§ Data records:

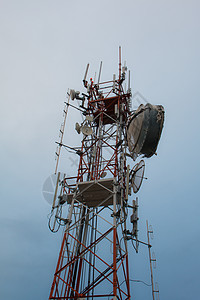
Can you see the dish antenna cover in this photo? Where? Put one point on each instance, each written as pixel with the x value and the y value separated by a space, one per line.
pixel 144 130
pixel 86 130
...
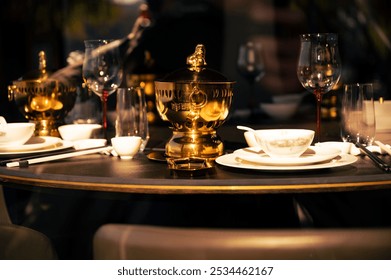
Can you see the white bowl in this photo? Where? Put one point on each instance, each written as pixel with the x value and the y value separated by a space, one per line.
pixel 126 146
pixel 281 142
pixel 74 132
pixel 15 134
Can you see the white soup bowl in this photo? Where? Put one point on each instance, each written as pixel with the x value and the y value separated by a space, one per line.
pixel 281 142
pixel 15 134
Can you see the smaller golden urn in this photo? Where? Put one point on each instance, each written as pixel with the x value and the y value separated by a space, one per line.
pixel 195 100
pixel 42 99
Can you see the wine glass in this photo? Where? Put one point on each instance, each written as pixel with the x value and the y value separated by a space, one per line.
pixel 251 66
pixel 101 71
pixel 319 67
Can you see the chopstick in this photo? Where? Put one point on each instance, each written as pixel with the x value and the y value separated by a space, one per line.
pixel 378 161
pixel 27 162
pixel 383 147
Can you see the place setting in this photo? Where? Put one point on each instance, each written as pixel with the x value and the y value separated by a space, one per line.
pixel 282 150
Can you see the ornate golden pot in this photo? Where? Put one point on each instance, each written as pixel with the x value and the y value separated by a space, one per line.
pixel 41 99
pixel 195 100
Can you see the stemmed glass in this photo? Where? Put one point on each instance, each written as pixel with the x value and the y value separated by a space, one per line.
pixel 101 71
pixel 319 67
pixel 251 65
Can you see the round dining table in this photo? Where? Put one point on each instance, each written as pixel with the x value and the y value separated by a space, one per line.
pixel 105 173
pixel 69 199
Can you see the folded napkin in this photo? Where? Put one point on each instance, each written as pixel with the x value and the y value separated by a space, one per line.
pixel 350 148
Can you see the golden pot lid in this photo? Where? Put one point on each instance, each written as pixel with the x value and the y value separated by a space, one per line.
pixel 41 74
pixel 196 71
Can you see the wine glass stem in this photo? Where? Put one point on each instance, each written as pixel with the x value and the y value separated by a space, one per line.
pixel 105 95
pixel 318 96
---
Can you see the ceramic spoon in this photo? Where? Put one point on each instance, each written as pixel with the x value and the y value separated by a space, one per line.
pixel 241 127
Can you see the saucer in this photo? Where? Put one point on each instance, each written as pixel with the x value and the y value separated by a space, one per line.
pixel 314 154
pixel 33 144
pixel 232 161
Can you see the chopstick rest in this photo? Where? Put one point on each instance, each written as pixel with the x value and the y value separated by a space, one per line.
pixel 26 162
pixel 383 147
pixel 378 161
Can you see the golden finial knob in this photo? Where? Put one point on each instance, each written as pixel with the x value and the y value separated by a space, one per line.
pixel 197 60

§ Aim of the exercise: Duplicate the records verbatim, covering the stretch from the line containing "Can you see the place" through the line containing "pixel 318 96", both ends included.

§ Exercise result:
Can you see the place setting in this photo? Where? Put one point on each instance, each written as pixel with the x value and the y value separated by a space, one per line.
pixel 282 150
Can you see the ornate golden pot in this photo? Where? Put one point on each instance, each written as pixel with the x value and the y value separated by a space, one per line.
pixel 41 99
pixel 195 100
Can you see the stemmed glass in this photo? Where? Put one point on each instance, each written as pixel with the x value and the y value separated by a space, one per line.
pixel 101 71
pixel 319 67
pixel 251 65
Can you see the round dining table in this photo? Where? Put one point on each instance, each written as pixel with the x value and the y value separated by a space, one per line.
pixel 105 173
pixel 69 199
Can you see the folded napkin in this photo? Where? Put one point on each instance, each written as pixel with the x value and the y value separated by a space, one per line.
pixel 350 148
Can you see the golden pot lid in this photo? Where? Put one point on each instance, each written as pixel with the x value and the y value separated by a space, one per line.
pixel 41 74
pixel 196 71
Can you see the wine glass stem in this photo? Where? Put one point on each instance, each written as pixel with the x value and the y value separated by a space, one per line.
pixel 105 95
pixel 318 96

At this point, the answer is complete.